____ Document extract

# HCG levels



## emma-kate (Apr 10, 2003)

Hi Peter, I had FET 16 days ago, as yet no period, several HPTs show negative, so I had my bloods done at the clinic yesterday, they phoned me last night and said the results were 3 and to stop the Cyclogest, does this mean that implantation took place and I was pregnant? or have you already got a small level of HCG in your body to start with?
Thanks


----------



## emma-kate (Apr 10, 2003)

Hi Peter, I stopped the Cyclogest and my period arrived, could you please tell me whether I was pregnant or not.
EK


----------



## Hellen (Feb 3, 2003)

Hi Peter

I am not sure if this is you sort of area or not but I thought it would be worth a try.

A friend of mine has got very high Prolactin levels (over 1000) and has been told this will stop her concieving. She has had a scan to see if if she has a tumour on her pituitory gland which they don't think she has as nothing showed up on the MRI. She has now been put on one tablet a week (sorry don't know the name) to reduce the levels but has been told she must not concieve while on this drug and that as soon as she stops taking the drug her levels will rise and she will not be able to concieve anyway.

Do you have any knowledge of high prolactin levels and treatment which might enable her to concieve, I feel that she has been rather left to get on with it. Would IVF work for her?

Thanks

Hellen


----------



## peter (Oct 2, 2002)

Dear Emma-Kate,

The level you describe is the 'background' level detected by the very sensitive test and does not indicate any implantation or pregnancy.

Hope this helps!

Peter



emma-kate said:


> Hi Peter, I had FET 16 days ago, as yet no period, several HPTs show negative, so I had my bloods done at the clinic yesterday, they phoned me last night and said the results were 3 and to stop the Cyclogest, does this mean that implantation took place and I was pregnant? or have you already got a small level of HCG in your body to start with?
> Thanks


----------



## peter (Oct 2, 2002)

Dera Hellen,

This problem needs expert advice which I am afraid that I cannot provide.

Sorry,

Peter



Hellen said:


> Hi Peter
> 
> I am not sure if this is you sort of area or not but I thought it would be worth a try.
> 
> ...


----------



## Hellen (Feb 3, 2003)

Thanks anyway Peter, even though you couldn't help me with that one!! 

Take care
Hellen


----------

________
____ Listed entries

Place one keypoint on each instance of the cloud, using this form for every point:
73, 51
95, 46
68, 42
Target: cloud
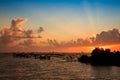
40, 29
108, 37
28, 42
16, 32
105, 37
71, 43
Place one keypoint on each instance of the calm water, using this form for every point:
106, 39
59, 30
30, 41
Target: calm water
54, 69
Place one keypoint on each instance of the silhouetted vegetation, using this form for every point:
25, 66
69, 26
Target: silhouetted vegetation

________
____ Listed entries

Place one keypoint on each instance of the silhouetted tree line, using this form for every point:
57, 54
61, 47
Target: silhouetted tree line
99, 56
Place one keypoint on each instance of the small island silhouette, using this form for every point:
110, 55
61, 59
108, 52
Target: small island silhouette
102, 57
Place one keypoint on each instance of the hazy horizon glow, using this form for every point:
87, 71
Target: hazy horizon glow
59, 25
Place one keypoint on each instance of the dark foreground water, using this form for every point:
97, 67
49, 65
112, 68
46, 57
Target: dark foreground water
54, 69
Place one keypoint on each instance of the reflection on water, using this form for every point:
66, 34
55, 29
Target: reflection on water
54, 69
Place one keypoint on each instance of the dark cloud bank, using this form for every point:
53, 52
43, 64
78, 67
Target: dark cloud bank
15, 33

________
____ Listed entries

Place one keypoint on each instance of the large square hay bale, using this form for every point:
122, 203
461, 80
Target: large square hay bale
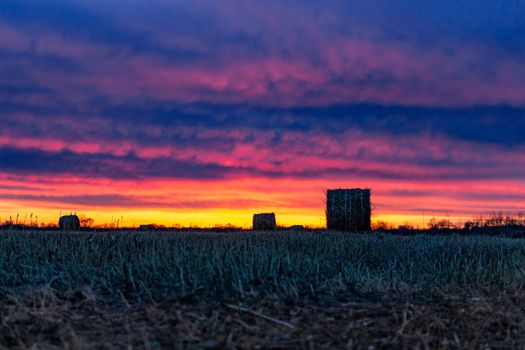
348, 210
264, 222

________

Task:
In the forum thread on HCG levels, what does Peter say the blood test result of 3 represents? The records play no part in what follows and can be left aside.

Exercise solution:
It is the background level picked up by the very sensitive test, and it does not indicate any implantation or pregnancy.